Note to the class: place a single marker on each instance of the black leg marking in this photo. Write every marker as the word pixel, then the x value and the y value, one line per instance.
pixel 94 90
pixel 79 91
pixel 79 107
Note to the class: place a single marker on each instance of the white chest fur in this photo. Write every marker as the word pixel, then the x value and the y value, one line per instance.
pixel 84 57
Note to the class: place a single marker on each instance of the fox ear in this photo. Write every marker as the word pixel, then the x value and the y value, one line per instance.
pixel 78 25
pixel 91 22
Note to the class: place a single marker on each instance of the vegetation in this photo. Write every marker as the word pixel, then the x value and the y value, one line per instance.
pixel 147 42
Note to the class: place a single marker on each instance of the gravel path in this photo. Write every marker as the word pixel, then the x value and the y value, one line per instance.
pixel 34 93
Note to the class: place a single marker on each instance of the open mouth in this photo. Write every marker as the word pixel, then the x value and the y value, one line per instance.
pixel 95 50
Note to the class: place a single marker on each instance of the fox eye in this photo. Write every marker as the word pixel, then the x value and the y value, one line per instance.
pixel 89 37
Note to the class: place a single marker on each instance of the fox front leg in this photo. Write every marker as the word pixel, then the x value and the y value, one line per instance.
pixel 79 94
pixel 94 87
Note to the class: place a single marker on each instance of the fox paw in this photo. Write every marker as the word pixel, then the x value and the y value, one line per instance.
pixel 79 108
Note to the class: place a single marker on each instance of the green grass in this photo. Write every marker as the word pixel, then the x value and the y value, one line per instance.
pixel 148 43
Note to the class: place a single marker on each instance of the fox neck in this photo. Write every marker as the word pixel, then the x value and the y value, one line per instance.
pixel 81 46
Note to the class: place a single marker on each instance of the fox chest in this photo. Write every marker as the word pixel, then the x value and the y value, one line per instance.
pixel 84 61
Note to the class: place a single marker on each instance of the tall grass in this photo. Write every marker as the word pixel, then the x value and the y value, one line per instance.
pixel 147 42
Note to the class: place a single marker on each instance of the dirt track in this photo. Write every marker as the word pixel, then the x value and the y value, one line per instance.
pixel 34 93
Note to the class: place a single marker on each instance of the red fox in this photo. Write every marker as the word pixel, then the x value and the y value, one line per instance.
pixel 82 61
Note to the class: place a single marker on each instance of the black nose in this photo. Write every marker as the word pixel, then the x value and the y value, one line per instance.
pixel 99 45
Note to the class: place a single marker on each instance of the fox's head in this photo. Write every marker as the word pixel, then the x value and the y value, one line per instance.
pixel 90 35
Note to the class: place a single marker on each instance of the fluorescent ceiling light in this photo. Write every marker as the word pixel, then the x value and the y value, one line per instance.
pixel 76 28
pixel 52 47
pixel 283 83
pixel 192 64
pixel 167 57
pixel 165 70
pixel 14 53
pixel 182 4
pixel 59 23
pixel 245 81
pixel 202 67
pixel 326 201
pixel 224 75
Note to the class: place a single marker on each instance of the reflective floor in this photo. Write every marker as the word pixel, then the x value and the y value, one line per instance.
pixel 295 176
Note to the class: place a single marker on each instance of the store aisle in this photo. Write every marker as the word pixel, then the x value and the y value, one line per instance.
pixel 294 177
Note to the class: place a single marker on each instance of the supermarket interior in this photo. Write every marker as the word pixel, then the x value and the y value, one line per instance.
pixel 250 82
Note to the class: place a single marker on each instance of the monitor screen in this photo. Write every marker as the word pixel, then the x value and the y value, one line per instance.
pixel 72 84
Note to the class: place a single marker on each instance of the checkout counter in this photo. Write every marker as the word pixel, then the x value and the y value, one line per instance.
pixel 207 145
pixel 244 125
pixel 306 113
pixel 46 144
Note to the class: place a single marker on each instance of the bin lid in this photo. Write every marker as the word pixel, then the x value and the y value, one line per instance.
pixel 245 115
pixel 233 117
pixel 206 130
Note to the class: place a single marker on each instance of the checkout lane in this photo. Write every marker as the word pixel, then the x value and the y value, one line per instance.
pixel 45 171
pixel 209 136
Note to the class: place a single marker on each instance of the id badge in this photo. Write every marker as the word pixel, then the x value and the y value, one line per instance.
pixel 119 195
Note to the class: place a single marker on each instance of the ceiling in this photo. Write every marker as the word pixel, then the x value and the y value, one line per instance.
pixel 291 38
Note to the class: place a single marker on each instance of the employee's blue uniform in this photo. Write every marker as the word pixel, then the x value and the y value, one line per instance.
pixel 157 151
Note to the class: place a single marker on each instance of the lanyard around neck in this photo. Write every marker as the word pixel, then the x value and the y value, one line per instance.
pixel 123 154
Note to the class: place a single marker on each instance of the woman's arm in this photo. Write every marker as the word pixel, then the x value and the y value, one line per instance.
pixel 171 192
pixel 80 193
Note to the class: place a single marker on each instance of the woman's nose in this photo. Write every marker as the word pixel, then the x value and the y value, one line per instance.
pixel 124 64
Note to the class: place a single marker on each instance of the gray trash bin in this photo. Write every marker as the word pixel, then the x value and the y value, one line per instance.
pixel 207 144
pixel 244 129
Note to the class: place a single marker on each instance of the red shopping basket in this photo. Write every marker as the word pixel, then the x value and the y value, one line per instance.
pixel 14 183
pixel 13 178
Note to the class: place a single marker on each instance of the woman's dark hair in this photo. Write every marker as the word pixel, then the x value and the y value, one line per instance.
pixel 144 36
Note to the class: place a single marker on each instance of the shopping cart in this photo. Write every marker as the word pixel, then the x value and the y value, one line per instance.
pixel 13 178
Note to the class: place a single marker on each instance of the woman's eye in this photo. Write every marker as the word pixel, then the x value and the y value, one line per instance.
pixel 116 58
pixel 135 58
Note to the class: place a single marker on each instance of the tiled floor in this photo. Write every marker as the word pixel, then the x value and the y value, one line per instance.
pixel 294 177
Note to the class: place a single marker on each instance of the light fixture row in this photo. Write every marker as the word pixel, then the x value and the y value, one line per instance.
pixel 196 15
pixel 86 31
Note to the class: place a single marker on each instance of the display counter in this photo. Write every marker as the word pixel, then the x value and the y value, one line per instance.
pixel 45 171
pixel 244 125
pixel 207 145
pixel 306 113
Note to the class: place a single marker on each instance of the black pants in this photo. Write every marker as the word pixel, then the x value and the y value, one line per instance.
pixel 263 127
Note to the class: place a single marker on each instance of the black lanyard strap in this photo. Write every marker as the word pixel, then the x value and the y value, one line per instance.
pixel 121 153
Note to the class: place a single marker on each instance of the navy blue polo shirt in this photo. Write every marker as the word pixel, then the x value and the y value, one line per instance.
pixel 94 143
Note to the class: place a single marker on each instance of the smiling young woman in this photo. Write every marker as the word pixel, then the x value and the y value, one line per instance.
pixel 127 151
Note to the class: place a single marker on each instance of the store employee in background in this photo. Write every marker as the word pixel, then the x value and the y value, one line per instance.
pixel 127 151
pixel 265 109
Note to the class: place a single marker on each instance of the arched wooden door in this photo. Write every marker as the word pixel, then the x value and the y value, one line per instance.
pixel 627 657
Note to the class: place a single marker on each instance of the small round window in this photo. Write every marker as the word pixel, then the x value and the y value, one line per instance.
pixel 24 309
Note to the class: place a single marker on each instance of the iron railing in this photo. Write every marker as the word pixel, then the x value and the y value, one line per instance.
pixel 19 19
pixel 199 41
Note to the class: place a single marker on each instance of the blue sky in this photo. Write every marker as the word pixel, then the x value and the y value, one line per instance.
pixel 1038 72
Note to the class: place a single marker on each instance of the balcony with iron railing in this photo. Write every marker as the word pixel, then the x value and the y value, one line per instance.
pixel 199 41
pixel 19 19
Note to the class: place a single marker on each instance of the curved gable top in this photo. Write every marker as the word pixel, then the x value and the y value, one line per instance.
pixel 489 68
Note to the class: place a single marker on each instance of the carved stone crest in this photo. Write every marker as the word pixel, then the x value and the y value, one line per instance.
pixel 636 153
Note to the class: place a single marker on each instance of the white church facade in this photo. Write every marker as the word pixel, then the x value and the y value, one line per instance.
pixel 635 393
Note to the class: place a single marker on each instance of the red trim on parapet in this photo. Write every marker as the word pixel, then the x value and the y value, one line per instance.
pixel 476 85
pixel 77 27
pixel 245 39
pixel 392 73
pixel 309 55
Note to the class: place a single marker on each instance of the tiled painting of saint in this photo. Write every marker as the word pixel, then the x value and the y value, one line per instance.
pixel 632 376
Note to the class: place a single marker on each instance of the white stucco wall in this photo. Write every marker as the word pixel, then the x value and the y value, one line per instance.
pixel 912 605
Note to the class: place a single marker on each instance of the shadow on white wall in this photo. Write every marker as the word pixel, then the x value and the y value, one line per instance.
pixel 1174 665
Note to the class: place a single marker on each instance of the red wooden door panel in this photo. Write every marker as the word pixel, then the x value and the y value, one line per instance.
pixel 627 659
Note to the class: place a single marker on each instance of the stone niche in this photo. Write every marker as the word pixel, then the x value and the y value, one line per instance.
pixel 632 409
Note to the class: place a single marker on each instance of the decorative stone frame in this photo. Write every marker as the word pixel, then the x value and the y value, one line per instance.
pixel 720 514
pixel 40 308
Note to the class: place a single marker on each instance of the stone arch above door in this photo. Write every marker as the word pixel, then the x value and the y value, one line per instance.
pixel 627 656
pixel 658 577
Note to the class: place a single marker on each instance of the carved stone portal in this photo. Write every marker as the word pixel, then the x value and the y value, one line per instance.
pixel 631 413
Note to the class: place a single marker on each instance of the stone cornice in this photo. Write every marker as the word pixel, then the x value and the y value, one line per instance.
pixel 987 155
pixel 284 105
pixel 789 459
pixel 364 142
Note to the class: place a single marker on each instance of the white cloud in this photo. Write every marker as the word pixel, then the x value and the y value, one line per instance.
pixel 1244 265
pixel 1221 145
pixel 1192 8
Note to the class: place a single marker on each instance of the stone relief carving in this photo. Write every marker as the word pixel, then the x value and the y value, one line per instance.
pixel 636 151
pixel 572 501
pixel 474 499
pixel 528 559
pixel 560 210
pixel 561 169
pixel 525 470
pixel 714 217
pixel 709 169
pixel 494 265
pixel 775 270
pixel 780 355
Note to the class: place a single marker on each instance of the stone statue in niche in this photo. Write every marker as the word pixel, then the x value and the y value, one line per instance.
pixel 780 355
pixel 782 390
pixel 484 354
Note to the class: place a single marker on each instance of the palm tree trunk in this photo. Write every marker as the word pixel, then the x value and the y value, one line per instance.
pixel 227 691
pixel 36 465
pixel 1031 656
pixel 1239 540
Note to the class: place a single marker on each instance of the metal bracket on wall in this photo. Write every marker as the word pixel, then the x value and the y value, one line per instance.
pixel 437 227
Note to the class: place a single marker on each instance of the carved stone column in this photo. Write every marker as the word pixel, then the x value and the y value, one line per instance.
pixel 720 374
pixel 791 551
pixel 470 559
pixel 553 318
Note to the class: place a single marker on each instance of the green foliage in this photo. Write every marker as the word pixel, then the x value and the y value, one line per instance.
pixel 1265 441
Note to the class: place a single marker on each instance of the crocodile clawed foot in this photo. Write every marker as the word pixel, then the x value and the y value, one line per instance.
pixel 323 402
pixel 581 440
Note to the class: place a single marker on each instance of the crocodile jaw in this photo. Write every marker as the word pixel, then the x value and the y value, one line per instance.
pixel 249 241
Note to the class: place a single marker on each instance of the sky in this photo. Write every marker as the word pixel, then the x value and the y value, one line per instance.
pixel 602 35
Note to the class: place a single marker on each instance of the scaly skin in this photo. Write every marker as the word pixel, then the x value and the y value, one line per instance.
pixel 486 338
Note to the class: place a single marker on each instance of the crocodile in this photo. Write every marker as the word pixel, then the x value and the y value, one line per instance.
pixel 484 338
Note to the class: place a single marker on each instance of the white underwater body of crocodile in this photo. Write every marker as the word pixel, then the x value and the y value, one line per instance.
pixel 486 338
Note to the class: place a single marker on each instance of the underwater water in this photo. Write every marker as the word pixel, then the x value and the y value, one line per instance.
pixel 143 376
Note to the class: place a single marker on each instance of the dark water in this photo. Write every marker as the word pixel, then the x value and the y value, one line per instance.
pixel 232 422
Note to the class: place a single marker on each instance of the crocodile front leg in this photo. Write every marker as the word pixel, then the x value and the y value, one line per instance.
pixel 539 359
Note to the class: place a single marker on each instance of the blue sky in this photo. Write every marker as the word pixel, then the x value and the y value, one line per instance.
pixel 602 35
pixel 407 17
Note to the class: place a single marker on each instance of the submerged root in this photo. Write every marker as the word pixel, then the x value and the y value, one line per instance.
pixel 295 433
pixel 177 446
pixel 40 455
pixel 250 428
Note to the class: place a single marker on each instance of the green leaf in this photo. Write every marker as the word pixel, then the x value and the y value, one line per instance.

• • •

▶ _Task details_
Starting at the line containing "carved stone portal" and ending at the line containing "pixel 631 413", rewrite only those lines, swapping "portal" for "doorway" and keeping everything else identical.

▶ _Task output_
Note to the class: place a single marker on each instance of the carved stone doorway in this photo. Write every marker as the word pixel, then the x value and the y value, one line per instance.
pixel 631 413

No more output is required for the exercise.